What is required: Your task is to restate the data word for word.

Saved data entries
----

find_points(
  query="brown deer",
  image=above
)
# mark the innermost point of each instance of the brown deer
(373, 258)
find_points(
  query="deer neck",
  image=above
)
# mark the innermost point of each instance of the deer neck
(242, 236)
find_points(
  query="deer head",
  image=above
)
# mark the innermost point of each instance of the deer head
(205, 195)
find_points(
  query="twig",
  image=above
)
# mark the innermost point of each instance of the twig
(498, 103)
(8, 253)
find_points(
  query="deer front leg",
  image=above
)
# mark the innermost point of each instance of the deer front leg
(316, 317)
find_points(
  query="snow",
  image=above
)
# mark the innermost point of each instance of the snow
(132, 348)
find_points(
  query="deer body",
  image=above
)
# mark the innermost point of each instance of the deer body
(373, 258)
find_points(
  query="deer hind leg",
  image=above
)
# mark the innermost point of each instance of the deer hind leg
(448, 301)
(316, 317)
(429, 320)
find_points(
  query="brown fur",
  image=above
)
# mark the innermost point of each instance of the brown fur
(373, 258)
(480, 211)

----

Answer to this exercise:
find_points(
  query="brown deer",
  image=above
)
# mark the innermost point of each instance of the brown deer
(373, 258)
find_points(
  query="deer neck",
  image=above
)
# mark the innermost point of each instance of the deer neck
(242, 236)
find_points(
  query="deer head",
  image=above
)
# mark the innermost point of each instance of the deer head
(205, 195)
find_points(
  query="twig",
  image=above
)
# mark the innermost point of each instance of the twig
(498, 103)
(8, 253)
find_points(
  query="deer front leg",
  image=above
)
# mark the innermost point of each instance of the deer front leg
(316, 317)
find_points(
  query="snow",
  image=above
)
# mark the innermost point of each instance of the snow
(132, 348)
find_points(
  query="deer body",
  image=above
)
# mark the innermost point of each instance of the deer body
(373, 258)
find_points(
  query="deer hind leg",
  image=above
)
# mark the innermost point of each instance of the deer hind leg
(448, 301)
(316, 317)
(429, 320)
find_points(
  query="brown fur",
  image=above
)
# mark the innermost point of each instance of the brown fur
(373, 258)
(480, 211)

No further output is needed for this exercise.